Rewrite the lines of the records below as a numbered list, skipping blank lines and covering every record. Omit the pictures from your answer.

Coordinate annotation records:
━━━━━━━━━━
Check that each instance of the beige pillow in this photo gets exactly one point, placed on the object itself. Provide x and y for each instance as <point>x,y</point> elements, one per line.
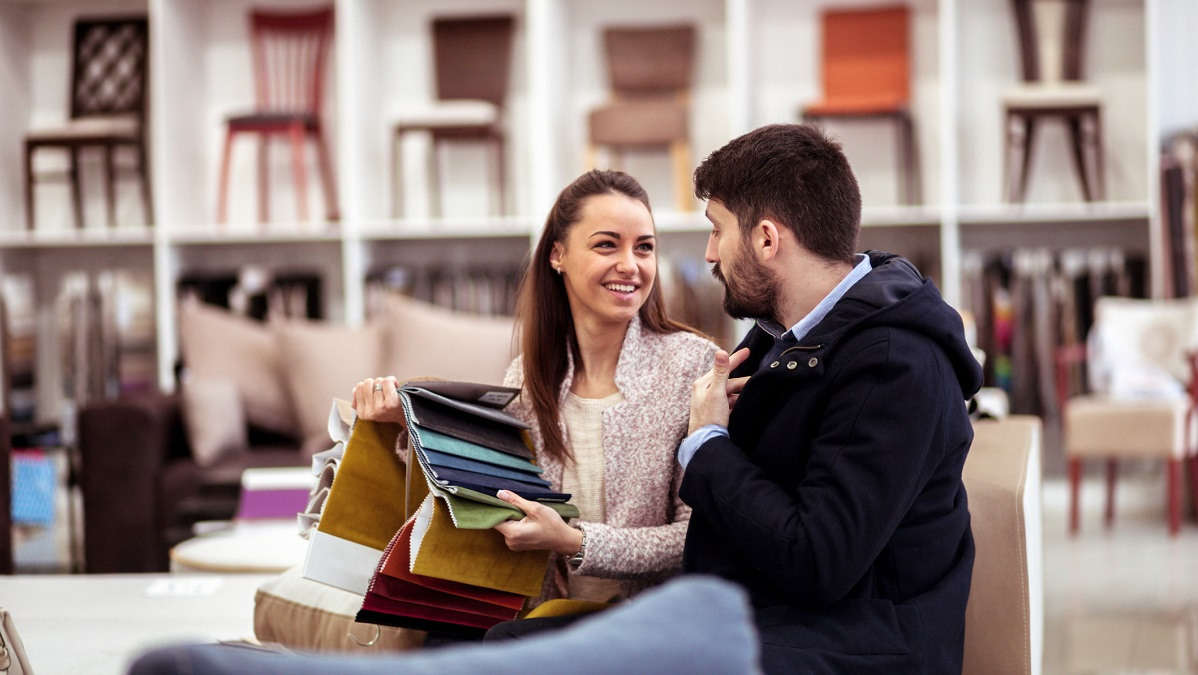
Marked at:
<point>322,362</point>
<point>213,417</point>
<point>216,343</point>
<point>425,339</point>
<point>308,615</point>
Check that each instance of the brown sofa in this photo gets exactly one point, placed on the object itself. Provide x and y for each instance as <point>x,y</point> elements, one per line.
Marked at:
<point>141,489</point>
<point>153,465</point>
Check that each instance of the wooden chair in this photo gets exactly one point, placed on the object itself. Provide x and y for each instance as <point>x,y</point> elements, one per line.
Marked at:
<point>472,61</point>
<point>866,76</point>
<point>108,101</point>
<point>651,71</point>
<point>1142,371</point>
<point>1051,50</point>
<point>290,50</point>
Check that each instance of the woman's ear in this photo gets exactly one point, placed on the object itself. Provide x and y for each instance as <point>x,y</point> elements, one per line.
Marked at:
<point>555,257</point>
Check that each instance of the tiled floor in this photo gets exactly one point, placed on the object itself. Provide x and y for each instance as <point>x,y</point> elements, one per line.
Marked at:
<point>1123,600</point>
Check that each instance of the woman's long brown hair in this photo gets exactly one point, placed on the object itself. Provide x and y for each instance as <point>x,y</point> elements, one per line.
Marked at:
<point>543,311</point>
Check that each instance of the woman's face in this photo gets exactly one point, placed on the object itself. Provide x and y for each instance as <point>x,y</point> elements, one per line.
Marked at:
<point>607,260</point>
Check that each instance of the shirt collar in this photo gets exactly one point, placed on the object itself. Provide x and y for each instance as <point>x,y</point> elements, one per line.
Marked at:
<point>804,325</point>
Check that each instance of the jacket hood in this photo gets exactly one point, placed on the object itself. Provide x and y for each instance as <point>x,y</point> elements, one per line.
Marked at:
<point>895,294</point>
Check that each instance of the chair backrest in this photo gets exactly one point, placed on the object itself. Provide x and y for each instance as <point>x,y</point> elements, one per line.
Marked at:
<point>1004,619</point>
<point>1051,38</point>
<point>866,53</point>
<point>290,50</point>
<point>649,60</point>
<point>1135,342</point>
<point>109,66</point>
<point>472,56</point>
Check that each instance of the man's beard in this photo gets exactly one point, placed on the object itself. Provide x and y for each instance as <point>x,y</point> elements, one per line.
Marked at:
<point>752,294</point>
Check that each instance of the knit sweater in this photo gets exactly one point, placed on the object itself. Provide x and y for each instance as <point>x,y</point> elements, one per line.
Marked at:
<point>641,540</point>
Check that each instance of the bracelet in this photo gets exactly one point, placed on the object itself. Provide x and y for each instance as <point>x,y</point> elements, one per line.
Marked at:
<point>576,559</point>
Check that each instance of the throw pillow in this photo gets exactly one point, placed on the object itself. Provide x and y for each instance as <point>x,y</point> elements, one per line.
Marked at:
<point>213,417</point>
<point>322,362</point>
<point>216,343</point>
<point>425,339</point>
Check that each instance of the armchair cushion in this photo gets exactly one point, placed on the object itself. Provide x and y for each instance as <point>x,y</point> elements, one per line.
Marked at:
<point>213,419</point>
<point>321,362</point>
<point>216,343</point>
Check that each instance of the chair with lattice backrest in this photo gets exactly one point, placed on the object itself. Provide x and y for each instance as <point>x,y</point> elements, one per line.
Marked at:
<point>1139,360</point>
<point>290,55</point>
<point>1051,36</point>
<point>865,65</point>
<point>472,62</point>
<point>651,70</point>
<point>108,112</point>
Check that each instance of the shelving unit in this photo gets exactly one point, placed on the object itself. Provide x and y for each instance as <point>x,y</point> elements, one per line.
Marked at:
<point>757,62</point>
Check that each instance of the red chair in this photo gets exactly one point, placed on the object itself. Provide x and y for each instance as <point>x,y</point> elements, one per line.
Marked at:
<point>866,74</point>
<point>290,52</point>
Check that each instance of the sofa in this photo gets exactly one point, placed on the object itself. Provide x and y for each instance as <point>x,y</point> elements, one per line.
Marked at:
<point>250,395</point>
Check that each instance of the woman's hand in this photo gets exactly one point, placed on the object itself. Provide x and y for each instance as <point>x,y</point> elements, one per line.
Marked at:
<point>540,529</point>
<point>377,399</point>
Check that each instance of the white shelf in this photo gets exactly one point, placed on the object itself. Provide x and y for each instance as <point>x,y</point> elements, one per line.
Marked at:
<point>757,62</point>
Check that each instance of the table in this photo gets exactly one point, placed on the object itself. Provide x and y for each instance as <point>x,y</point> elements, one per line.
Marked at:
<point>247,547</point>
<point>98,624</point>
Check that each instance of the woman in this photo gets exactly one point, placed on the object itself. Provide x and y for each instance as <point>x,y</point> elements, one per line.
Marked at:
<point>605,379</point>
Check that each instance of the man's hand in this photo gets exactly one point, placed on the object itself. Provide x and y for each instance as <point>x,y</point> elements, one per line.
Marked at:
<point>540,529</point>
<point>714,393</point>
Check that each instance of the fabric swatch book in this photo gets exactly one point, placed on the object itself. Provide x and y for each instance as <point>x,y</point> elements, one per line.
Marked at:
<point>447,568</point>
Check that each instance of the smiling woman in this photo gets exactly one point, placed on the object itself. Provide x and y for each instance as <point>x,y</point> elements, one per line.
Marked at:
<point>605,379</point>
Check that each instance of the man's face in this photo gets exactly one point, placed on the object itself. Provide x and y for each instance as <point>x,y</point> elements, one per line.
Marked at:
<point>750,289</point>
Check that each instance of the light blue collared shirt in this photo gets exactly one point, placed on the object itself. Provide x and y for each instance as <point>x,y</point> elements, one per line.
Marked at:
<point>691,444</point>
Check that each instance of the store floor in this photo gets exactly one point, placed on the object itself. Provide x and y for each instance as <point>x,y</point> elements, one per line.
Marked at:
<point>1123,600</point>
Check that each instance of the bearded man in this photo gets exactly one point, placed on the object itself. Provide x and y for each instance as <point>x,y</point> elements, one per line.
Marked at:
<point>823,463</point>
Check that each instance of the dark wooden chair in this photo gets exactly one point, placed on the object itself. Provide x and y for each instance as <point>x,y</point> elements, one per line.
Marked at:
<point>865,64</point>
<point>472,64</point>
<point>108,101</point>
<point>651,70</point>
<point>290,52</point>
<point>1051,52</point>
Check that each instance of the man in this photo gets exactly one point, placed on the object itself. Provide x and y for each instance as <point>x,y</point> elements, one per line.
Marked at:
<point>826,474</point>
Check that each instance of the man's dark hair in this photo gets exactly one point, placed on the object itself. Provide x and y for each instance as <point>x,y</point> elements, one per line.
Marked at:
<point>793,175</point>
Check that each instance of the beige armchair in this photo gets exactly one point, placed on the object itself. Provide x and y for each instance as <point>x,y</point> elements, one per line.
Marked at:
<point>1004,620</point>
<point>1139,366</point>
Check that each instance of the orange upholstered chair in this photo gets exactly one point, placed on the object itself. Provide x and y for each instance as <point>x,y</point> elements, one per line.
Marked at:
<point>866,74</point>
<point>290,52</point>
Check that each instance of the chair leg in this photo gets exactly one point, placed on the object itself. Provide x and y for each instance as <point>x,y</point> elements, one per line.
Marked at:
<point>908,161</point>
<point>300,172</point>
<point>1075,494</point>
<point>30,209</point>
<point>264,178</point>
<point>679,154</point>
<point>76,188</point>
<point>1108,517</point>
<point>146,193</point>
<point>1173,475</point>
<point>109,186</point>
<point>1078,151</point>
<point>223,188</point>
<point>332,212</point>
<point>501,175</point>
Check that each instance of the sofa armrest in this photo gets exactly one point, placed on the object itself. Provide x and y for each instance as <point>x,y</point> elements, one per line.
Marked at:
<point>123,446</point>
━━━━━━━━━━
• Result of the task
1. Check that each instance of the beige pillow in this photo gets exactly one point, placed on the object itself. Provide x and y for each instance as <point>x,y</point> elements, one per line.
2. Marked at:
3. <point>322,362</point>
4. <point>213,417</point>
5. <point>216,343</point>
6. <point>425,339</point>
7. <point>308,615</point>
8. Check that each instance of the brown sofa in this photo gets exactly one point, placed on the object itself. Provide x and y for each instance as <point>x,y</point> elements, one per line.
9. Marked at:
10. <point>141,489</point>
11. <point>153,465</point>
12. Check that each instance of the wooden chair in this photo gets exactly one point, placed on the object itself. Provide x and y for each instance as <point>x,y</point> elements, one per line.
13. Marked at:
14. <point>472,61</point>
15. <point>866,76</point>
16. <point>108,101</point>
17. <point>651,71</point>
18. <point>1142,371</point>
19. <point>1051,50</point>
20. <point>290,50</point>
21. Check that each instance of the woman's ear in this photo gets exactly one point, placed on the object itself. Provide x and y for each instance as <point>x,y</point> elements, one per line.
22. Marked at:
23. <point>555,257</point>
24. Check that each instance of the tiled floor in this photo gets exactly one point, placed on the object itself. Provide x and y for each instance as <point>x,y</point> elements, one per line.
25. Marked at:
26. <point>1123,600</point>
27. Check that each instance of the woman's long brown hair in this photo gets exactly one point, placed on the object itself. Provide x and y for each instance as <point>x,y</point> elements, one per line.
28. Marked at:
29. <point>543,311</point>
30. Check that each instance of the woman's face in this photo gets exactly one point, placed on the object itself. Provide x and y for each instance as <point>x,y</point> elements, one per line.
31. Marked at:
32. <point>607,260</point>
33. Check that each instance of the shirt collar in this photo gets exactly one point, placed on the object itself. Provide x and y for each instance as <point>x,y</point> elements, one per line.
34. Marked at:
35. <point>804,325</point>
36. Check that each instance of the jacket hood in this photo gets exactly one point, placed on the object itself. Provide x and y for each instance as <point>x,y</point> elements, one per line.
37. Marked at:
38. <point>895,294</point>
39. Check that each instance of the chair backrest in this photo gets exactly one point, placed on the object itself. Provide x and y for each instance as <point>x,y</point> elements, one per line.
40. Marked at:
41. <point>1004,619</point>
42. <point>1051,38</point>
43. <point>866,53</point>
44. <point>290,50</point>
45. <point>649,60</point>
46. <point>1135,342</point>
47. <point>109,66</point>
48. <point>472,56</point>
49. Check that each instance of the man's beard in this photo gets exactly one point, placed on the object itself. Provide x and y for each instance as <point>x,y</point> elements, one per line.
50. Marked at:
51. <point>752,294</point>
52. Check that each instance of the knit sweater in this photo gets exactly one point, placed on the object itself. Provide x and y for each instance as <point>x,y</point> elements, one per line.
53. Marked at:
54. <point>641,540</point>
55. Check that each instance of the bracelet in this photo gets exactly one point, placed on the object itself. Provide x and y for each instance as <point>x,y</point> elements, one per line.
56. Marked at:
57. <point>576,559</point>
58. Check that each instance of the throw pillow in this photo gets exactly one point, placed on the object itself. Provide x and y for each instance as <point>x,y</point> elements, one per line.
59. Marked at:
60. <point>213,417</point>
61. <point>322,362</point>
62. <point>216,343</point>
63. <point>425,339</point>
64. Check that each instance of the armchair cushion in this photo gets exactly one point, placed on the object itself. Provide x and y for each instance as <point>x,y</point> elements, one per line.
65. Marked at:
66. <point>213,419</point>
67. <point>321,362</point>
68. <point>216,343</point>
69. Check that each instance of the chair with lattice backrest in this photo gets exactly one point, placed on the object itself. Provide x and y for each instance as <point>x,y</point> elements, one per line.
70. Marked at:
71. <point>1139,360</point>
72. <point>290,55</point>
73. <point>1051,36</point>
74. <point>865,65</point>
75. <point>472,62</point>
76. <point>651,70</point>
77. <point>108,112</point>
78. Check that each instance of the shelving unit in this photo gets exactly one point, placed on the object itself. Provide x and y for each instance as <point>x,y</point> elements, one per line.
79. Marked at:
80. <point>757,62</point>
81. Check that each instance of the red chair in this photo gets exactly one point, placed on the object itself. Provide x and y for each instance as <point>x,y</point> elements, one per line.
82. Marked at:
83. <point>866,74</point>
84. <point>290,52</point>
85. Check that each instance of the sofa in this photo gets exactly one point, placed on the object itself. Provide x and y for each instance as <point>x,y</point> elements, one per line.
86. Marked at:
87. <point>250,395</point>
88. Check that each instance of the woman's hand in this photo gets exactly one point, placed on the object itself. Provide x and y for each instance as <point>x,y</point> elements, one per line.
89. Marked at:
90. <point>540,529</point>
91. <point>377,399</point>
92. Check that each instance of the white shelf in this photo gets exactly one point, placed on the object itself. Provide x and y for each instance as <point>x,y</point> elements, one per line.
93. Marked at:
94. <point>757,62</point>
95. Check that each instance of the table in this photo gets exactly one point, placed on the object itself. Provide x and y for each instance as <point>x,y</point> elements, one per line.
96. Marked at:
97. <point>247,547</point>
98. <point>98,624</point>
99. Check that each instance of the woman in this photo gets exactly one point, placed on the object itself. Provide x and y for each instance as <point>x,y</point> elements, one per line.
100. Marked at:
101. <point>605,379</point>
102. Check that each instance of the man's hand in this photo gets exactly one point, placed on the object itself. Provide x and y for each instance as <point>x,y</point> elements, one per line.
103. Marked at:
104. <point>540,529</point>
105. <point>714,393</point>
106. Check that each instance of the fabric swatch book in this photo gets exactly one point, placed on the object itself. Provide x and y for each instance as <point>x,y</point> elements, one per line.
107. Marked at:
108. <point>447,568</point>
109. Check that each instance of the smiling woman in this photo gets exactly one point, placed on the object itself. Provide x and y for each instance as <point>x,y</point> elements, one per line.
110. Marked at:
111. <point>605,379</point>
112. Check that each instance of the man's face in this photo gets exactly one point, placed on the object itself. Provide x and y for each instance as <point>x,y</point> elements, one per line.
113. Marked at:
114. <point>750,289</point>
115. Check that each instance of the light blue collared shirt in this photo gets exactly one point, placed on the object itself. Provide x and y for each instance as <point>x,y</point> elements, one per line.
116. Marked at:
117. <point>691,444</point>
118. Check that each instance of the store floor in this photo gets exactly one point, placed on the object itself. Provide x and y for each instance as <point>x,y</point> elements, one per line.
119. Marked at:
120. <point>1123,600</point>
121. Check that each instance of the bearded man in this photo gets exactly one point, placed on the object itself. Provide x and y for each instance as <point>x,y</point> elements, one per line.
122. Marked at:
123. <point>823,463</point>
124. Check that each instance of the dark wooden chair in this photo gets exactly one point, placed on the object itself. Provide x and y for each instance as <point>x,y</point> elements, one per line.
125. Marked at:
126. <point>865,64</point>
127. <point>472,64</point>
128. <point>108,101</point>
129. <point>651,70</point>
130. <point>290,52</point>
131. <point>1051,52</point>
132. Check that each instance of the man in this photo gets exactly one point, placed on the object itself. Provide x and y for each instance as <point>x,y</point> elements, one per line.
133. Marked at:
134. <point>826,474</point>
135. Check that each instance of the man's dark hair in this photo gets exactly one point, placed on the object itself. Provide x and y for each instance as <point>x,y</point> elements, one per line.
136. Marked at:
137. <point>793,175</point>
138. Check that each instance of the beige armchair in this photo gets exactly one point, placed on the object itself. Provide x and y for each instance as <point>x,y</point> elements, one per line.
139. Marked at:
140. <point>1004,620</point>
141. <point>1139,366</point>
142. Check that each instance of the orange upholstered chair in this photo gets exactly one point, placed on the object itself. Provide x and y for each instance as <point>x,y</point> elements, one per line.
143. Marked at:
144. <point>866,74</point>
145. <point>290,52</point>
146. Check that each instance of the chair leg in this photo gets exactly one point, placed on the object itself. Provide x and y for each instance as <point>x,y</point> elements, one per line.
147. Marked at:
148. <point>908,161</point>
149. <point>300,172</point>
150. <point>1075,494</point>
151. <point>30,209</point>
152. <point>264,178</point>
153. <point>679,154</point>
154. <point>76,188</point>
155. <point>1108,517</point>
156. <point>146,193</point>
157. <point>1173,475</point>
158. <point>109,186</point>
159. <point>1078,151</point>
160. <point>223,188</point>
161. <point>332,212</point>
162. <point>501,175</point>
163. Check that each instance of the sofa armrest in this photo gets exactly one point, placed on the object itself. Provide x and y for each instance as <point>x,y</point> elements, one per line.
164. Marked at:
165. <point>123,446</point>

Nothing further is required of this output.